* Problem:
Find each line in the entries below that contains the string "tower", and copy those lines unchanged.

[Collected data entries]
— Begin —

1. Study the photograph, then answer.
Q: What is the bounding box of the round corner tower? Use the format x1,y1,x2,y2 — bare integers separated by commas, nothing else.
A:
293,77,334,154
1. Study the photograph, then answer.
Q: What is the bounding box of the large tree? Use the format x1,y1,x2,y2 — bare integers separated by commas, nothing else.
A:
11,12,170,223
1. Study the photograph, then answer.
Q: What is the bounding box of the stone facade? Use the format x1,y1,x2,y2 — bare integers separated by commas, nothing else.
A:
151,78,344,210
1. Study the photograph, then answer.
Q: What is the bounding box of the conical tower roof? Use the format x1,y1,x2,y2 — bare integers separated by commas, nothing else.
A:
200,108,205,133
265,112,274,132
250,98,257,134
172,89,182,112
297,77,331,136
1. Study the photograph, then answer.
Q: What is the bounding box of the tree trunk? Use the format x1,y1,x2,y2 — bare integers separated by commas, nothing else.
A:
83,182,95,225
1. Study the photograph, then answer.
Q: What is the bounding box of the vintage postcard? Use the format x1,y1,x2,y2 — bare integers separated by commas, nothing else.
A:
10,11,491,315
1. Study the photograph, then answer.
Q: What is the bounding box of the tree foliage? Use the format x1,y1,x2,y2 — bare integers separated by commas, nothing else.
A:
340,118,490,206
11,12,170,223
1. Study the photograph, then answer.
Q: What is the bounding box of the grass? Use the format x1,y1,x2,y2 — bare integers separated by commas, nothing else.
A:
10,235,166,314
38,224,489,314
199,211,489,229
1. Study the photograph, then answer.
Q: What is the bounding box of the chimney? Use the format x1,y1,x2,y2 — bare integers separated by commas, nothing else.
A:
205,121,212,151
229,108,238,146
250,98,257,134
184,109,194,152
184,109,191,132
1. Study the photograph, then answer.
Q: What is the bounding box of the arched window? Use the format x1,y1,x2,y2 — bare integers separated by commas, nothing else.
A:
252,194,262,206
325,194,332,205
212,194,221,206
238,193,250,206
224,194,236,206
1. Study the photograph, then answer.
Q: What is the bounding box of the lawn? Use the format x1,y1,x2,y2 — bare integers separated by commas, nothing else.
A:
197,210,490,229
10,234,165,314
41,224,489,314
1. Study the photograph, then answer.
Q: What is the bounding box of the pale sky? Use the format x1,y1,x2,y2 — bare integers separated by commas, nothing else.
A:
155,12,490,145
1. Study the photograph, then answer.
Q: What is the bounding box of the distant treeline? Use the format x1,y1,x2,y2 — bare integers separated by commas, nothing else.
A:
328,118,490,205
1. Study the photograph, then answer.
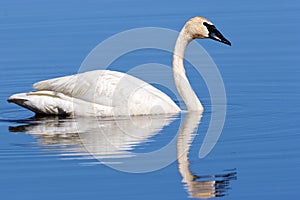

— End —

* Worked solution:
Q: What is the bounding box of the round corner tower? Use the format x1,y1,x2,y2 — bare integers separated by commas, nothing else.
Q: What is the bounding box of the conical tower roof? Use the format x1,y1,x2,y2 — bare integers separated by commas, nothing else.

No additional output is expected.